_Exercise objective_
Copy word for word the lines of the records below, beginning at the one with "positive clicks: (617, 233)" and finishing at the one with "positive clicks: (361, 391)", ends included, but none of the pictures.

Segment Open

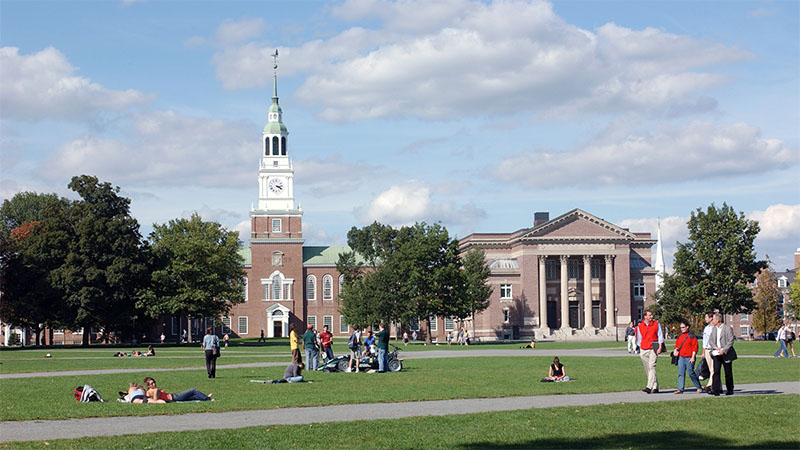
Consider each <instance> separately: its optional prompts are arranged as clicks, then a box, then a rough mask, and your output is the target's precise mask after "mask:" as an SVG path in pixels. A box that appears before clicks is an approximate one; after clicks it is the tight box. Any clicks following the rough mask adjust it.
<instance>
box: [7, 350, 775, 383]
mask: <svg viewBox="0 0 800 450" xmlns="http://www.w3.org/2000/svg"><path fill="white" fill-rule="evenodd" d="M400 350H401V352H400V359H428V358H474V357H483V356H514V357H528V356H548V357H553V356H558V357H560V358H562V359H563V358H564V357H569V356H590V357H598V358H608V357H621V356H628V357H636V356H638V355H635V354H630V353H628V352H627V351H626V350H625V348H613V347H612V348H581V349H567V350H564V349H562V350H557V349H556V350H538V349H488V350H486V349H479V348H475V349H469V350H467V349H465V350H428V351H408V352H403V351H402V347H401V348H400ZM223 356H225V355H223ZM661 357H662V358H667V357H669V354H668V353H663V354H662V355H661ZM739 357H740V358H771V356H769V355H739ZM290 358H291V355H289V354H288V353H287V354H286V360H285V361H278V362H256V363H238V364H218V365H217V369H238V368H245V367H283V366H286V364H287V363H288V361H289V359H290ZM197 360H198V362H199V364H198V365H197V366H189V367H172V368H166V367H160V368H149V369H148V368H141V369H140V368H136V369H133V368H131V369H92V370H62V371H57V372H22V373H3V374H0V379H9V378H35V377H63V376H75V375H103V374H109V373H143V372H169V371H173V370H205V368H206V366H205V362H204V361H203V360H202V358H197Z"/></svg>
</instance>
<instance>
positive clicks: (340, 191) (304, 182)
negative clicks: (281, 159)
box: [294, 153, 378, 196]
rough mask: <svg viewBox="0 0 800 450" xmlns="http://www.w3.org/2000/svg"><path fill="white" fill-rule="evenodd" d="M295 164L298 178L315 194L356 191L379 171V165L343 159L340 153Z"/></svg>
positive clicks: (308, 158) (307, 160)
mask: <svg viewBox="0 0 800 450" xmlns="http://www.w3.org/2000/svg"><path fill="white" fill-rule="evenodd" d="M294 165H295V173H296V175H297V177H298V179H302V180H303V187H304V188H308V189H310V190H311V193H312V194H313V195H314V196H327V195H334V194H340V193H343V192H352V191H355V190H357V189H359V188H360V187H361V185H362V183H363V181H364V180H366V179H369V178H372V177H374V176H375V174H376V173H377V171H378V167H377V166H372V165H369V164H364V163H357V162H356V163H354V162H348V161H342V158H341V155H340V154H338V153H336V154H333V155H329V156H327V157H324V158H319V157H314V158H308V159H303V160H299V161H297V162H295V163H294Z"/></svg>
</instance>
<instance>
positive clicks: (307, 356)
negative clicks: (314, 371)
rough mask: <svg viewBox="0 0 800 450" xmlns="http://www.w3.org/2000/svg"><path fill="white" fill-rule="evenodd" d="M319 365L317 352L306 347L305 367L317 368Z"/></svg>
mask: <svg viewBox="0 0 800 450" xmlns="http://www.w3.org/2000/svg"><path fill="white" fill-rule="evenodd" d="M317 367H319V352H318V351H317V349H315V348H307V349H306V369H308V370H317Z"/></svg>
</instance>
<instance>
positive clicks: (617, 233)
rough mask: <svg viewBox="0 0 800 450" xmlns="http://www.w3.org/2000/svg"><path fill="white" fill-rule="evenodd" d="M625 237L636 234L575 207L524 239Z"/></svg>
mask: <svg viewBox="0 0 800 450" xmlns="http://www.w3.org/2000/svg"><path fill="white" fill-rule="evenodd" d="M533 238H545V239H592V240H595V239H625V240H633V239H635V238H636V236H635V235H634V234H633V233H631V232H630V231H628V230H626V229H624V228H621V227H619V226H617V225H614V224H613V223H611V222H607V221H605V220H603V219H601V218H599V217H595V216H593V215H591V214H589V213H587V212H585V211H581V210H580V209H574V210H572V211H570V212H568V213H566V214H563V215H561V216H559V217H556V218H555V219H553V220H550V221H548V222H545V223H543V224H541V225H539V226H537V227H534V228H532V229H530V230H529V231H528V232H527V233H525V234H523V236H522V239H533Z"/></svg>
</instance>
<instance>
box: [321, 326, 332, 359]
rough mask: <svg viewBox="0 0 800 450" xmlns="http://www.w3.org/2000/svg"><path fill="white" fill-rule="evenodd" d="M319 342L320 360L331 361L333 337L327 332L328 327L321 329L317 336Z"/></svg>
mask: <svg viewBox="0 0 800 450" xmlns="http://www.w3.org/2000/svg"><path fill="white" fill-rule="evenodd" d="M319 340H320V342H321V343H322V359H324V360H326V361H330V360H332V359H333V335H332V334H331V333H330V332H329V331H328V326H327V325H325V326H323V327H322V333H320V334H319Z"/></svg>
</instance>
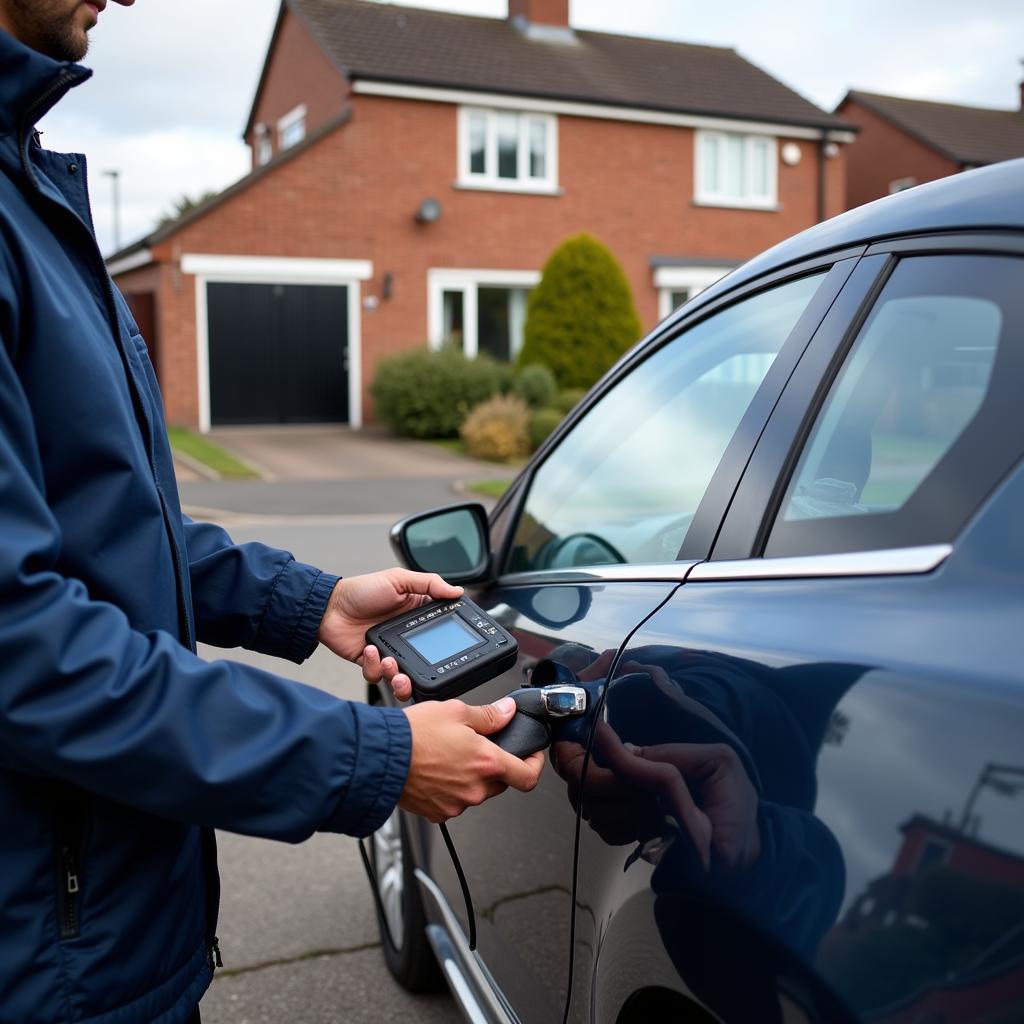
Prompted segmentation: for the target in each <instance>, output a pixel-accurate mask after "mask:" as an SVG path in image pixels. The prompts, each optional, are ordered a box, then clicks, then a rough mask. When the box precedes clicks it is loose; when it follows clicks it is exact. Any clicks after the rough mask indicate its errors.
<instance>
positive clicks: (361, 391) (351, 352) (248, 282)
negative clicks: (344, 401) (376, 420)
mask: <svg viewBox="0 0 1024 1024" xmlns="http://www.w3.org/2000/svg"><path fill="white" fill-rule="evenodd" d="M181 272H182V273H187V274H191V275H194V276H195V278H196V384H197V388H198V390H199V429H200V431H201V432H202V433H204V434H205V433H206V432H207V431H208V430H209V429H210V321H209V315H208V310H207V302H206V296H207V292H206V286H207V285H209V284H221V283H226V284H234V285H344V286H345V287H347V288H348V295H347V296H346V298H347V304H348V423H349V426H352V427H359V426H361V425H362V335H361V318H360V310H361V308H362V296H361V282H364V281H370V280H371V279H372V278H373V275H374V264H373V262H372V261H371V260H362V259H304V258H298V257H288V256H216V255H210V254H207V253H187V254H185V255H184V256H182V257H181Z"/></svg>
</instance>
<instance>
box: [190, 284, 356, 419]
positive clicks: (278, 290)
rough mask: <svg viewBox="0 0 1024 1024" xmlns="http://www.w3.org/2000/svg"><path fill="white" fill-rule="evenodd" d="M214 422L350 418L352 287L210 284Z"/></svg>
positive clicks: (210, 411) (347, 418)
mask: <svg viewBox="0 0 1024 1024" xmlns="http://www.w3.org/2000/svg"><path fill="white" fill-rule="evenodd" d="M207 317H208V319H207V323H208V330H209V347H210V419H211V422H212V423H213V424H214V425H215V426H216V425H223V424H229V423H331V422H334V423H336V422H343V423H344V422H347V421H348V289H347V288H345V287H343V286H338V285H236V284H209V285H207Z"/></svg>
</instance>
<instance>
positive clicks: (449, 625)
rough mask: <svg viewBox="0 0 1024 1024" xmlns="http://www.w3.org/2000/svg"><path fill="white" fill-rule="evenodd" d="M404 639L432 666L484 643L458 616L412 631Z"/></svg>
mask: <svg viewBox="0 0 1024 1024" xmlns="http://www.w3.org/2000/svg"><path fill="white" fill-rule="evenodd" d="M402 639H403V640H406V642H407V643H409V645H410V646H411V647H413V648H414V650H416V652H417V653H419V654H422V655H423V657H424V658H426V660H428V662H429V663H430V664H431V665H434V664H435V663H437V662H443V660H444V658H446V657H452V655H453V654H461V653H462V652H463V651H464V650H468V649H469V648H470V647H475V646H476V645H477V644H479V643H482V642H483V641H482V640H481V639H480V637H479V636H478V635H477V634H476V633H474V632H473V631H472V630H471V629H470V628H469V627H468V626H467V625H466V624H465V623H464V622H463V621H462V620H461V618H460V617H459V616H458V615H447V616H446V617H444V618H442V620H441V621H440V622H439V623H428V624H427V625H426V626H421V627H420V628H419V629H416V630H411V631H410V632H409V633H406V634H404V635H403V636H402Z"/></svg>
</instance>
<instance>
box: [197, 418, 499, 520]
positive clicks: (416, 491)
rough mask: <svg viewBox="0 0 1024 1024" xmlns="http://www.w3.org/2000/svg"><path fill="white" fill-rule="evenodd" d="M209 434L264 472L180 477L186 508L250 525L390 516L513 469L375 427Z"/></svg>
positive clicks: (244, 459) (226, 450)
mask: <svg viewBox="0 0 1024 1024" xmlns="http://www.w3.org/2000/svg"><path fill="white" fill-rule="evenodd" d="M209 436H210V439H211V440H212V441H214V442H215V443H217V444H219V445H220V446H221V447H223V449H224V450H225V451H227V452H229V453H230V454H231V455H234V456H237V457H238V458H240V459H243V460H244V461H246V462H248V463H250V464H251V465H252V466H253V467H255V468H256V469H258V470H260V472H261V473H262V474H263V476H264V478H263V479H262V480H199V479H185V478H184V476H183V475H182V476H179V479H178V483H179V487H180V490H181V501H182V504H183V505H185V506H186V511H188V512H189V514H191V515H195V516H199V517H202V518H214V519H218V520H220V521H223V522H246V521H248V520H249V518H250V517H252V516H254V515H257V516H307V517H308V516H313V517H324V516H352V515H364V516H366V515H374V516H380V517H382V518H384V519H388V518H389V519H390V520H391V521H393V520H394V519H398V518H400V517H401V516H403V515H408V514H409V513H410V512H418V511H420V510H423V509H427V508H431V507H433V506H437V505H449V504H451V503H453V502H457V501H460V500H462V499H463V498H464V497H466V496H465V494H464V490H463V483H464V482H465V481H467V480H480V479H499V478H503V479H504V478H508V479H511V478H512V477H513V476H514V475H515V473H516V470H515V469H514V468H513V467H509V466H501V465H498V464H496V463H490V462H479V461H477V460H475V459H467V458H465V457H464V456H462V455H459V454H458V453H456V452H450V451H447V450H446V449H443V447H440V446H438V445H436V444H431V443H430V442H429V441H413V440H406V439H401V438H395V437H392V436H390V435H389V434H387V433H385V432H384V431H382V430H380V429H379V428H373V427H366V428H364V429H361V430H350V429H348V428H345V427H324V426H316V427H245V428H242V427H236V428H229V429H228V428H221V429H218V430H215V431H211V433H210V435H209ZM470 497H473V496H470ZM484 504H487V502H486V501H485V500H484Z"/></svg>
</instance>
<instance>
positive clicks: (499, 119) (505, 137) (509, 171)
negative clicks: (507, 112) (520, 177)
mask: <svg viewBox="0 0 1024 1024" xmlns="http://www.w3.org/2000/svg"><path fill="white" fill-rule="evenodd" d="M496 117H497V119H498V177H500V178H517V177H519V116H518V115H517V114H498V115H496Z"/></svg>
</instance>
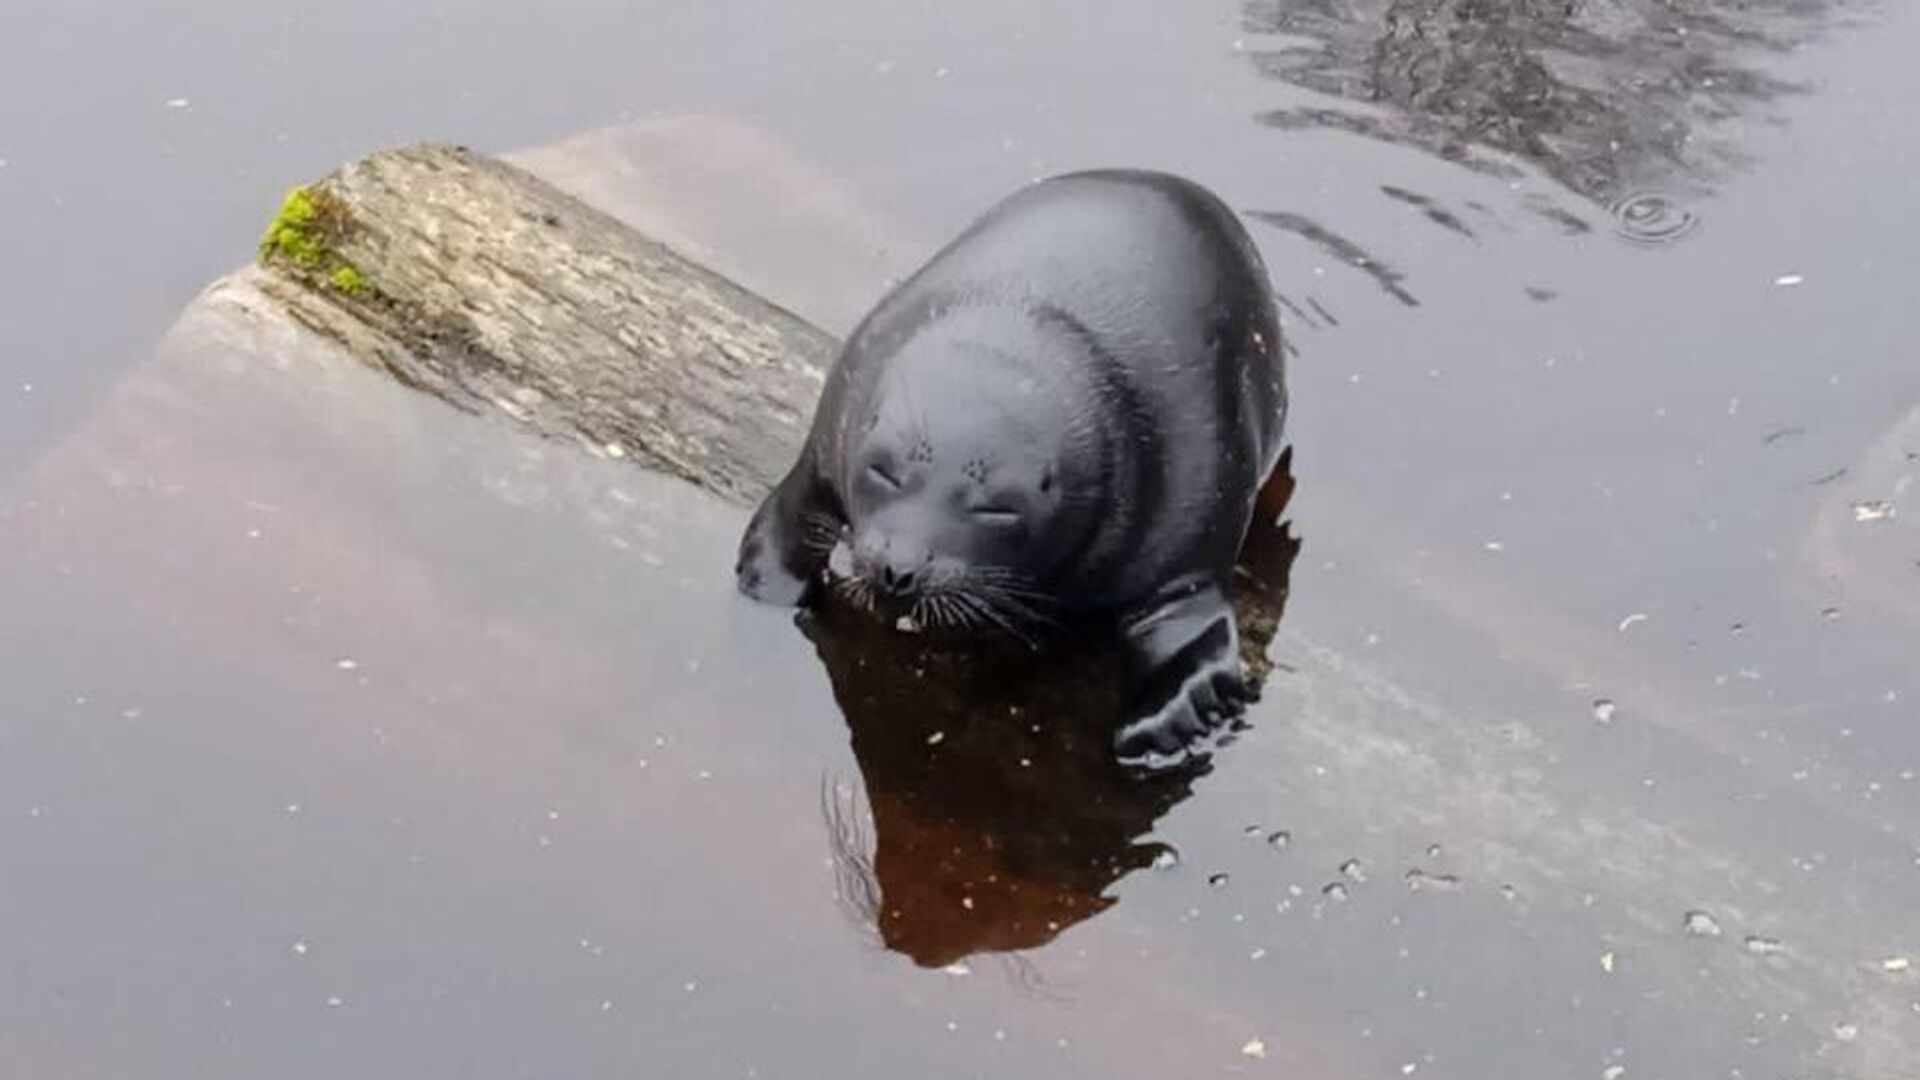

Segment Closed

_Task answer_
positive clicks: (617, 233)
rough mask: <svg viewBox="0 0 800 450" xmlns="http://www.w3.org/2000/svg"><path fill="white" fill-rule="evenodd" d="M625 237L636 234L575 207L524 239Z"/></svg>
mask: <svg viewBox="0 0 800 450" xmlns="http://www.w3.org/2000/svg"><path fill="white" fill-rule="evenodd" d="M533 238H545V239H592V240H595V239H625V240H633V239H635V238H636V236H635V235H634V234H633V233H631V232H630V231H628V230H626V229H624V228H621V227H619V226H617V225H614V224H613V223H611V222H607V221H605V220H603V219H601V218H599V217H595V216H593V215H591V214H589V213H587V212H585V211H581V210H580V209H574V210H572V211H570V212H568V213H566V214H563V215H561V216H559V217H556V218H555V219H553V220H550V221H548V222H545V223H543V224H541V225H539V226H537V227H534V228H532V229H530V230H529V231H528V232H527V233H525V234H523V236H522V239H533Z"/></svg>
</instance>
<instance>
box: [321, 326, 332, 359]
rough mask: <svg viewBox="0 0 800 450" xmlns="http://www.w3.org/2000/svg"><path fill="white" fill-rule="evenodd" d="M319 342L320 360L331 361L333 337L327 332L328 327L321 329L317 336Z"/></svg>
mask: <svg viewBox="0 0 800 450" xmlns="http://www.w3.org/2000/svg"><path fill="white" fill-rule="evenodd" d="M319 340H320V342H321V343H322V359H324V360H326V361H330V360H332V359H333V335H332V334H331V333H330V332H329V331H328V326H327V325H325V326H323V327H322V333H320V334H319Z"/></svg>
</instance>
Prompted segmentation: for the target in each <instance>, output a pixel-accurate mask after "mask:" as an SVG path in image pixels. The prompts, each optional, are ordered a box, then clicks, then a rough mask. When the box precedes clicks it is loose; when it follows clicks it is exact. Any clicks after the rough mask indicate its errors.
<instance>
positive clicks: (361, 391) (351, 352) (248, 282)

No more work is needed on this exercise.